What is asked -> Pick out each line in the material below that contains the word "water", and copy those lines in full.

[Dataset entries]
>> start
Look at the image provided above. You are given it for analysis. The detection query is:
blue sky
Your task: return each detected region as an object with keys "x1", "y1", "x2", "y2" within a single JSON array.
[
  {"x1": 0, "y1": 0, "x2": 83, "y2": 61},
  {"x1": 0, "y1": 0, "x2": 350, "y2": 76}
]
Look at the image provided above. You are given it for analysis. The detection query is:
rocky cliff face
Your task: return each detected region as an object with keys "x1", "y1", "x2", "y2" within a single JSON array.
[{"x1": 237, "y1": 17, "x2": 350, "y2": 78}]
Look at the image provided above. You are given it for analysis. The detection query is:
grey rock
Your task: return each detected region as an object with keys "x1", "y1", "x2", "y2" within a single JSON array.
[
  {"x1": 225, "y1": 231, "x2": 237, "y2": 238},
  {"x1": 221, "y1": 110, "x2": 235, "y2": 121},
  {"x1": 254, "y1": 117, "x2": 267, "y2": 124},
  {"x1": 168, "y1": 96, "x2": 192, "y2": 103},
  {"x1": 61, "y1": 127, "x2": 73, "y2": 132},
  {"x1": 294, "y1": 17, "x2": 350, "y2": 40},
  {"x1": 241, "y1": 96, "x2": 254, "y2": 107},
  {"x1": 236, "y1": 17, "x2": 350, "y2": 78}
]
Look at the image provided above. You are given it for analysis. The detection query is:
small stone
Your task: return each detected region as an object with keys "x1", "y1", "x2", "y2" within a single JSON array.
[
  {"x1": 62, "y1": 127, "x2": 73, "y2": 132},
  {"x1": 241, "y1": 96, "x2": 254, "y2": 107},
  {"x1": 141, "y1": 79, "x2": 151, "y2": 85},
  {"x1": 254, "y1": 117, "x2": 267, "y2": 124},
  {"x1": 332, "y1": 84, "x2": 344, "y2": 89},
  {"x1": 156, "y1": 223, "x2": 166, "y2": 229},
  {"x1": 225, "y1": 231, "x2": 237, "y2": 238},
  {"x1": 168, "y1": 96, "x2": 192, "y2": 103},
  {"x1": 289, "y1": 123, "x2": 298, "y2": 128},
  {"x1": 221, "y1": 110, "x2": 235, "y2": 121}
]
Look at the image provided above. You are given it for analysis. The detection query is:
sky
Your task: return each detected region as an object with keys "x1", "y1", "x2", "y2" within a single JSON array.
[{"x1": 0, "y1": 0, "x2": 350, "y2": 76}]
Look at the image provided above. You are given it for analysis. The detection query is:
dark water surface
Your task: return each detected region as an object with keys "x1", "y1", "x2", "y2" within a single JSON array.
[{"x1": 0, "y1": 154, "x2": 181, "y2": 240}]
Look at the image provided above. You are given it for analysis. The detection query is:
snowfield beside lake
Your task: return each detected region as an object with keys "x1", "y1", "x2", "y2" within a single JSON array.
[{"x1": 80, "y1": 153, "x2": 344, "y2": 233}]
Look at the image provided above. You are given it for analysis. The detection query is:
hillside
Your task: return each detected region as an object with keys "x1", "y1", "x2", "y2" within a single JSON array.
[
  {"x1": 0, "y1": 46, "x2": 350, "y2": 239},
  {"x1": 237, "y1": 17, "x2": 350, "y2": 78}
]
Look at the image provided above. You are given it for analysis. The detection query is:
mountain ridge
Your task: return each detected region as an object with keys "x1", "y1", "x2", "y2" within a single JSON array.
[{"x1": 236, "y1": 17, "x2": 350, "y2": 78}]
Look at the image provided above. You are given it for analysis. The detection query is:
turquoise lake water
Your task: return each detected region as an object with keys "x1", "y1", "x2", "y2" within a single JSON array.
>> end
Finished answer ->
dark water surface
turquoise lake water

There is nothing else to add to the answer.